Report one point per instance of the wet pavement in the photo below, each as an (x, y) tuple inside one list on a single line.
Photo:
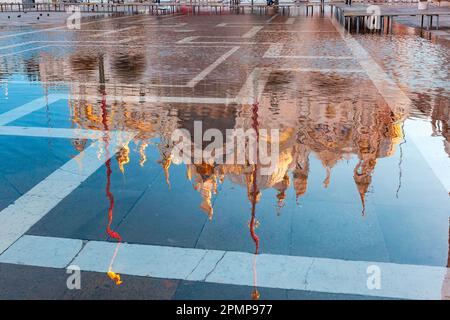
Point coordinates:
[(88, 178)]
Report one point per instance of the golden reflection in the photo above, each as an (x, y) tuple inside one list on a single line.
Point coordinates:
[(332, 133)]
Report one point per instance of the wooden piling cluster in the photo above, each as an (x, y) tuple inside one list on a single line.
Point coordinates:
[(361, 17)]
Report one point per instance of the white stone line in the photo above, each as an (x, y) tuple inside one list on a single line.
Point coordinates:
[(274, 50), (228, 267), (254, 86), (399, 103), (324, 70), (188, 39), (431, 147), (211, 67), (27, 108), (107, 33), (53, 132), (290, 21), (22, 51), (272, 18), (51, 252), (314, 57), (297, 31), (17, 45), (389, 90), (19, 217), (252, 32), (59, 27), (162, 99)]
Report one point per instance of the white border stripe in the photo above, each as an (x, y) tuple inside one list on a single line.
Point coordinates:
[(27, 108), (252, 32), (54, 132), (237, 268), (20, 216), (211, 67)]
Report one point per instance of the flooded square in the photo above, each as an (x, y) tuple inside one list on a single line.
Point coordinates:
[(91, 173)]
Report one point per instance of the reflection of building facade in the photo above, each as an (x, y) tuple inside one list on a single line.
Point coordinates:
[(363, 132), (330, 131)]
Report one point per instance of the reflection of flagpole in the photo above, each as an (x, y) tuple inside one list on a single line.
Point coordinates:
[(445, 292), (400, 161), (254, 199), (106, 139)]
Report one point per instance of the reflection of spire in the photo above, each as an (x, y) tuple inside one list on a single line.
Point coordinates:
[(400, 162), (123, 157), (166, 165), (255, 192), (142, 148), (445, 292), (300, 175), (205, 183), (109, 231), (363, 177), (282, 187), (326, 182)]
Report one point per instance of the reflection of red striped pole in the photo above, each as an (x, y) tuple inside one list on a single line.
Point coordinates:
[(255, 185), (255, 293), (113, 234), (448, 255)]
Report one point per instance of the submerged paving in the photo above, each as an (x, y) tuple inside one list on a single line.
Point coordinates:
[(86, 118)]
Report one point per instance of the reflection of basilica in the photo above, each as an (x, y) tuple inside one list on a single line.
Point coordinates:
[(330, 131)]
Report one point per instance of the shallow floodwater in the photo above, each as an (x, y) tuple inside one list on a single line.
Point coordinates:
[(358, 178)]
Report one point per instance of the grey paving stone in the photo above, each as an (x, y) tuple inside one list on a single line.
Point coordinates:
[(229, 228), (84, 214), (24, 282), (337, 230), (188, 290), (28, 160), (415, 235), (166, 217)]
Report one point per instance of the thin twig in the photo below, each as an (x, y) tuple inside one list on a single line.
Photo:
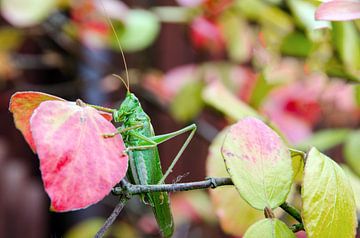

==*==

Exercise description: Although the records contain pictures, the copy should consist of their text alone, reproduced exactly.

Output:
Report one point per instance of the wet pavement in the photo below, each as an (x, y) tuple inside one list on a single line.
Photo:
Point coordinates:
[(88, 178)]
Report one point per instance of the golden reflection in the photo above, each as an (x, y) tuple inside one list on a single line.
Point coordinates:
[(332, 133)]
Report one point per instance of the wooden piling cluster in the photo above, each as an (x, y) tuple inside one list on a single line.
Point coordinates:
[(361, 17)]
Report one point per instance of the white stone line in the photo above, each as an (x, y) tuple inside one list on a single line.
Point coordinates:
[(274, 50), (228, 267), (254, 86), (399, 103), (324, 70), (188, 39), (431, 147), (211, 67), (27, 108), (107, 33), (53, 132), (290, 21), (22, 51), (272, 18), (51, 252), (314, 57), (297, 31), (17, 45), (389, 90), (19, 217), (252, 32), (59, 27), (162, 99)]
Report one point per instance of the white border stripe in the photo above, each as an (x, y) tuple inside one list on a single line.
Point coordinates:
[(27, 108), (252, 32), (54, 132), (237, 268), (20, 216), (211, 67)]
Report one point per instance of the flooded square in the photo above, each as an (x, y) tuple inside one list on a single line.
Point coordinates:
[(91, 173)]
Report one point per instance of the reflection of building facade in the photo above, each as an (x, y) tuple inside one list on a single line.
Point coordinates:
[(363, 132), (330, 131)]
Report one point per instance of the reflection of flagpole in the photo above, each as an (x, y) tuple inside one list on a single line.
Point coordinates:
[(445, 292), (400, 161), (254, 199), (106, 139)]
Report one point per instance of the reflection of spire in the photo above, each as an (x, y) tuple inside one list on a single line.
Point coordinates:
[(400, 162), (123, 157), (166, 165), (255, 192), (142, 148), (445, 292), (300, 175), (205, 183), (109, 231), (363, 177), (282, 187), (326, 182)]
Report one point per instance of the reflection of red striped pole in the photo above, each as an (x, y) tuple inside one list on a single line.
Point coordinates:
[(255, 185), (255, 293), (113, 234), (448, 255)]
Report one point per instance of the submerged paving in the photo above, each as an (x, y) tuple inside one list on a single line.
Point coordinates:
[(86, 118)]
Report one point per instance of the reflection of basilica in the photo above, each as an (x, y) tuple inside one list on a single line.
Point coordinates:
[(330, 131)]
Report one point per instance of the shallow floodwater in the photo above, each as an (x, y) tuple inside one list on a single line.
Point coordinates:
[(358, 178)]
Report one point per instance of the grey paving stone in the photo above, each as an (x, y) tuple inside one list on a single line.
Point coordinates:
[(229, 228), (84, 214), (24, 282), (337, 230), (188, 290), (28, 160), (415, 235), (166, 217)]
Report one point per instance of the thin twig in the photo below, each as an (x, y) tuple inside one list on a single line.
Photo:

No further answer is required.